Chapter 4 Simulations with systematicsurvey
library(ggplot2)
library(INLA)
library(raster)
library(rgeos)
library(rgdal)
library(systematicsurvey)
# can install it using
## devtools::install_github("Craig44/systematicsurvey")
set.seed(123)
## Assume a square domain
survey_xlim = c(0,100)
survey_ylim = c(0,100)
# simualted population size
N = 5e5
## spatial distribution
beta1 = c(4,1)
beta2 = c(1,4)
survey_area = diff(survey_ylim) * diff(survey_xlim) # Area of survey
## create a polygon
s_poly = Polygon(cbind(x = c(survey_xlim[1],survey_xlim[1],survey_xlim[2],survey_xlim[2]), y = c(survey_ylim[1],survey_ylim[2],survey_ylim[2],survey_ylim[1])))
s_polys = Polygons(list(s_poly),1)
sp_survey_poly = SpatialPolygons(list(s_polys)) ## add projection coordinater here if you are using
survey_area = rgeos::gArea(sp_survey_poly)
survey_polygon = sp_survey_poly
## sampling unit
quad_width = 0.5
quad_height = 0.5
quad_x_spacing = 10 ## spacings between quadrant/transect midpoints
quad_y_spacing = 10 ## spacings between quadrant/transect midpoints
sampling_unit_area = quad_width * quad_height
boxlet_diameter = quad_width ## will define how many boxlets there are, should be less than quadrant size
kappa = survey_area / sampling_unit_area ## sampling fraction
## variables that define the toal number of sampling units
n_col = max(survey_xlim) / quad_x_spacing # r
n_row = max(survey_ylim) / quad_y_spacing # r
n_strata = n_row * n_col
n_l = quad_y_spacing / quad_height# l
n_k = quad_x_spacing / quad_width # k
n_quads = n_l * n_row * n_col * n_k
within_rows = rep(1:n_l, n_k)
within_cols = sort(rep(1:n_k, n_l))
## lower and upper limits for discrete non-overlapping quadrats
quad_x = seq(0,max(survey_xlim), by = quad_width)
quad_y = seq(0,max(survey_ylim), by = quad_height)
# create a raster layer with all projection spaces
proj_raster <- raster(resolution = quad_width, xmn = survey_xlim[1], xmx = survey_xlim[2], ymn = survey_ylim[1], ymx = survey_ylim[2])

────────────────────────────────────────

Exercise instructions
1. Rename "survey_ylim" to "domain_ylim" in the simulation code from "library(systematicsurvey)" up to and including "beta1 = c(4,1)", and give that part again.
2. Locate and copy every line of the records that contains the string "hockey", matching case exactly.

Material

────────────────────────────────────────

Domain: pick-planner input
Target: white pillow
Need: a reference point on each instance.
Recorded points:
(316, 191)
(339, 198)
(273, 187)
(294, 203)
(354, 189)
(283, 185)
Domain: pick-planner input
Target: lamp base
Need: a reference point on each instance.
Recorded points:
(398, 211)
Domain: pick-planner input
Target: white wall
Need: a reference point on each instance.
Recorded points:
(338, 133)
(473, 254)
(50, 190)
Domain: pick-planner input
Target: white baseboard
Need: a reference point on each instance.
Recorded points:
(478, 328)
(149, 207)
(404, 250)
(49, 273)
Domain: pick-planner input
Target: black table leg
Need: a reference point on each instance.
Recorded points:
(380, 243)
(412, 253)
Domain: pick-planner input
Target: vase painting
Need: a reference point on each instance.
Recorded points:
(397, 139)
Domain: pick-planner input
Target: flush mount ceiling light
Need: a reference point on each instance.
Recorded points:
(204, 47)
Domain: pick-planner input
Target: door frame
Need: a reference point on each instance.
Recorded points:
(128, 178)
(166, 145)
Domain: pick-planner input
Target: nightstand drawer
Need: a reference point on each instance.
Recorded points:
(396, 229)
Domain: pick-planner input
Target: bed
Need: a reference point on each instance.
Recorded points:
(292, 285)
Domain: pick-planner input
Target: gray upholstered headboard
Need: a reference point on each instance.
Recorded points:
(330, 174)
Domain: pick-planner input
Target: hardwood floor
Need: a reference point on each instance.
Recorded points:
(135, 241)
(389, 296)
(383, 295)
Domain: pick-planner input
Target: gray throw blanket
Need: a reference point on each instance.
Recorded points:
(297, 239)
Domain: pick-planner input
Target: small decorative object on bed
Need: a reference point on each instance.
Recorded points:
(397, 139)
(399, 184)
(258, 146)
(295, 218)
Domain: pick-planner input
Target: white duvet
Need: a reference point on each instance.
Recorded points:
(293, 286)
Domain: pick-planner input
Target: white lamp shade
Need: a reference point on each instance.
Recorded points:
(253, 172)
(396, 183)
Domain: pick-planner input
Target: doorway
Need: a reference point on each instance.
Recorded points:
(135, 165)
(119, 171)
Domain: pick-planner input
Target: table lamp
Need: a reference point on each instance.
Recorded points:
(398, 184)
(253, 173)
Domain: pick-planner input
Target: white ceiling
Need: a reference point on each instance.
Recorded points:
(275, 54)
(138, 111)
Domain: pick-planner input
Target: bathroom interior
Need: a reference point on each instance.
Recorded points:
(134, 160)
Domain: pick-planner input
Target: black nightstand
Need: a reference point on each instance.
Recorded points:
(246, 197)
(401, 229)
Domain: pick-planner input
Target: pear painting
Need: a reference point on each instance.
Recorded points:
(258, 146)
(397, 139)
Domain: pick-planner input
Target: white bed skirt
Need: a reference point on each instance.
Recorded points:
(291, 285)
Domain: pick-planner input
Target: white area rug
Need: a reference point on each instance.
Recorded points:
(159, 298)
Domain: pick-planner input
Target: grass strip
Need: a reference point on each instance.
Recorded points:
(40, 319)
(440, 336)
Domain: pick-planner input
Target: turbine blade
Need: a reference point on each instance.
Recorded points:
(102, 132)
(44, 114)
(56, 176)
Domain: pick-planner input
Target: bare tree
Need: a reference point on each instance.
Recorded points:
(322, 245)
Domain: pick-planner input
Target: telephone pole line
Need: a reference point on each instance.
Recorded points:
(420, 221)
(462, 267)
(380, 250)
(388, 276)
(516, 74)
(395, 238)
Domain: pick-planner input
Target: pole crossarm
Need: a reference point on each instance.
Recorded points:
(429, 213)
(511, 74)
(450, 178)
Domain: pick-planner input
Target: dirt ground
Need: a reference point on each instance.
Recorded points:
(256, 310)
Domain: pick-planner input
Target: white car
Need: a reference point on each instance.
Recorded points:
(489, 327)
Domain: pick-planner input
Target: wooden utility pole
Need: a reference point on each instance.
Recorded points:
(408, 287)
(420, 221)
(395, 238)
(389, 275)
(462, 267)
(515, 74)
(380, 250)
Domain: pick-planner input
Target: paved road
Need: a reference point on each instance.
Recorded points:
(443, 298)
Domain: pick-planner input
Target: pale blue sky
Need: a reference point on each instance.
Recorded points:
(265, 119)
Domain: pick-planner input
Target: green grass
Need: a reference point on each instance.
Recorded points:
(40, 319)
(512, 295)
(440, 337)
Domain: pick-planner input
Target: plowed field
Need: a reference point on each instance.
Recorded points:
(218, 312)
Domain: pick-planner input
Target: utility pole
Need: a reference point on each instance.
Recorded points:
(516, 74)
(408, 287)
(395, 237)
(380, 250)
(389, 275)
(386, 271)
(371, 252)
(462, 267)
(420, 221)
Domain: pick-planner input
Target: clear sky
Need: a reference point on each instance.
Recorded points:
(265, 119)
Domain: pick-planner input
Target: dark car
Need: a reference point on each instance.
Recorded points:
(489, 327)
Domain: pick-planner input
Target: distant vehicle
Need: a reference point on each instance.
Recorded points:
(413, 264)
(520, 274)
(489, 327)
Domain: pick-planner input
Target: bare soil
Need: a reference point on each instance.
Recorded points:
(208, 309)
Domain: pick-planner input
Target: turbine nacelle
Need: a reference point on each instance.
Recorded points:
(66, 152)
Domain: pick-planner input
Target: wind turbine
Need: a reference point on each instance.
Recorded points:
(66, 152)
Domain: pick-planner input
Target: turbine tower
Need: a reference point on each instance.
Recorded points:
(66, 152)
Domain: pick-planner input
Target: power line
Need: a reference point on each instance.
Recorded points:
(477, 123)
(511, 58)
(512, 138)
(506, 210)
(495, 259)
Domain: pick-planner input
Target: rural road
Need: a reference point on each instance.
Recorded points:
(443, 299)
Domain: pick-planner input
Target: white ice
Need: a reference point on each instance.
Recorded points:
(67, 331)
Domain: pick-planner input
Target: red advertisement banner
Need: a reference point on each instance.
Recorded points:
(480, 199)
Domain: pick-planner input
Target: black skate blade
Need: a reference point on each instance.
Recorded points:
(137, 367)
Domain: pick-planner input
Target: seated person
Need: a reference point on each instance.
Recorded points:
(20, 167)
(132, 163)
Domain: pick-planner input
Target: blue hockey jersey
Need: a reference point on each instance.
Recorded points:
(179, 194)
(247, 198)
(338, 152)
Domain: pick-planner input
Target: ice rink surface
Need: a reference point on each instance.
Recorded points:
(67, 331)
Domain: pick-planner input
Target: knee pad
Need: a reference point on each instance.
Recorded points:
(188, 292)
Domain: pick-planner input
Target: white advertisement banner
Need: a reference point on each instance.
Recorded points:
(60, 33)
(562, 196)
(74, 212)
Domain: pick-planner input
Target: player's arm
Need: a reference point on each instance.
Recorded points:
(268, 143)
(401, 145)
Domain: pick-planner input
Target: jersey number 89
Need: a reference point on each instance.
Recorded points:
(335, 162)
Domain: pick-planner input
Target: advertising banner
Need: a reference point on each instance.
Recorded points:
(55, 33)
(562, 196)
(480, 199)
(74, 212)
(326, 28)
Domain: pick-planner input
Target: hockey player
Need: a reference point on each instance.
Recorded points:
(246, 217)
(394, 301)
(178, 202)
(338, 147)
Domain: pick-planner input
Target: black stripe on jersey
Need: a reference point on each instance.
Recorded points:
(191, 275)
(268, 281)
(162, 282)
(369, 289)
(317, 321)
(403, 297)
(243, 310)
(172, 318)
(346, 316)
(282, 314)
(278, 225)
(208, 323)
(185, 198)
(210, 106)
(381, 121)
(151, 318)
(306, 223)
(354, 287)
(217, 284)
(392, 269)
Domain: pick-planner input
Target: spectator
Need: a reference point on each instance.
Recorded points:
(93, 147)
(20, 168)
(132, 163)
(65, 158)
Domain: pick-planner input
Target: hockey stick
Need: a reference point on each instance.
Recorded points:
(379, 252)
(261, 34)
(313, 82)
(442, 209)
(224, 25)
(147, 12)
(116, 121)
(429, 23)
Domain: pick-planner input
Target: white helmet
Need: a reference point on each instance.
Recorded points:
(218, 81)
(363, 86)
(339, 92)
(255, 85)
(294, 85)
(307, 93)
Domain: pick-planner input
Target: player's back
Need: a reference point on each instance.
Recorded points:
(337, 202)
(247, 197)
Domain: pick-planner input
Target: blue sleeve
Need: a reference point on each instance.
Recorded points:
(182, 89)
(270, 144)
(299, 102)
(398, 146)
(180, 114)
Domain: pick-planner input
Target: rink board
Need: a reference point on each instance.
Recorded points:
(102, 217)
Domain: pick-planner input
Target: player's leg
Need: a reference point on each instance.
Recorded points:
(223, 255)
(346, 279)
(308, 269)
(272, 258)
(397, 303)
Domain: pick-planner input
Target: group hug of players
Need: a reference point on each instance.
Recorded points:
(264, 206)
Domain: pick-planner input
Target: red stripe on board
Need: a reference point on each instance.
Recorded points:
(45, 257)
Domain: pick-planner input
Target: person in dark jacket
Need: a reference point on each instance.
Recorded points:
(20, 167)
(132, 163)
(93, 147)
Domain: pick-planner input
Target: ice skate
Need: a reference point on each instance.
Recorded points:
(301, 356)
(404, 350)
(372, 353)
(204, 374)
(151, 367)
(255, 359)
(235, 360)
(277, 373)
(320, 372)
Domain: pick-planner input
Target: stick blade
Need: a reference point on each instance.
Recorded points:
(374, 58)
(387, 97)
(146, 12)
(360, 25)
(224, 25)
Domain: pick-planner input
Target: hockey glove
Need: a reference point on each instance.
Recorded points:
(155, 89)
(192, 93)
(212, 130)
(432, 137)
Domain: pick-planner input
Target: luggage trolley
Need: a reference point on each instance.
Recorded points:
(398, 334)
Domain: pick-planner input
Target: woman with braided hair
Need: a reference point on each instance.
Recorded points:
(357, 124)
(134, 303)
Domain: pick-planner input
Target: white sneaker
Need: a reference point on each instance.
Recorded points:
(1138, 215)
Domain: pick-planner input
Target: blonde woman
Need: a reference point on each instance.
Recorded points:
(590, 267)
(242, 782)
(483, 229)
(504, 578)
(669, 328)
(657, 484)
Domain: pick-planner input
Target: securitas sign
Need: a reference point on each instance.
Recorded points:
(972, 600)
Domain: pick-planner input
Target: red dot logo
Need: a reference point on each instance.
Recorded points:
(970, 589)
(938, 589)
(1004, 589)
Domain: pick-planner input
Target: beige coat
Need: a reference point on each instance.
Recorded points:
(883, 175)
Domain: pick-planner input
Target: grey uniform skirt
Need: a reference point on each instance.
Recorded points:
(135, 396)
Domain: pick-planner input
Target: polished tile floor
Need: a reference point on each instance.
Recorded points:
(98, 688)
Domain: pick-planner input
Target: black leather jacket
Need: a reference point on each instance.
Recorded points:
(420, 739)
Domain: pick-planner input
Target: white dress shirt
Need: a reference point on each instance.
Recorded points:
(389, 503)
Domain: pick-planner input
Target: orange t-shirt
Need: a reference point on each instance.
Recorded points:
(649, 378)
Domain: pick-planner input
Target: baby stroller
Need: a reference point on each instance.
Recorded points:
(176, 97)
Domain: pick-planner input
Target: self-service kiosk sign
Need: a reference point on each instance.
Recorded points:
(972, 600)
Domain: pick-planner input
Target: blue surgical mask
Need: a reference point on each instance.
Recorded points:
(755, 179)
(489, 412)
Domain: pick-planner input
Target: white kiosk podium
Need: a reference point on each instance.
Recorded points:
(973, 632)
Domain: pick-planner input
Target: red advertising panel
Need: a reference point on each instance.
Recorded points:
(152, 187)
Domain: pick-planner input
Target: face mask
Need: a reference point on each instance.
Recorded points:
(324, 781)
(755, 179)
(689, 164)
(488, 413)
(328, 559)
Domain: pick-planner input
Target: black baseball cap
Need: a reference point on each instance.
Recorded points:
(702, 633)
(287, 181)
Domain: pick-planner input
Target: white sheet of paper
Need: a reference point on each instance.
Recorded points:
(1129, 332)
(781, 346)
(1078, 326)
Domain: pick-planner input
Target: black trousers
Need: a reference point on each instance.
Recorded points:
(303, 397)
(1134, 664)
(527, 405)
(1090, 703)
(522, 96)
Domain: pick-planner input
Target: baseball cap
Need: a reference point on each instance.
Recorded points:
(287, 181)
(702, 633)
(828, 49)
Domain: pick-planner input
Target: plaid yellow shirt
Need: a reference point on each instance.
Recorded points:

────────────────────────────────────────

The replies
1.
library(systematicsurvey)
# can install it using
## devtools::install_github("Craig44/systematicsurvey")
set.seed(123)
## Assume a square domain
survey_xlim = c(0,100)
domain_ylim = c(0,100)
# simualted population size
N = 5e5
## spatial distribution
beta1 = c(4,1)

2.
Target: blue hockey jersey
Target: hockey player
Target: hockey stick
Target: hockey glove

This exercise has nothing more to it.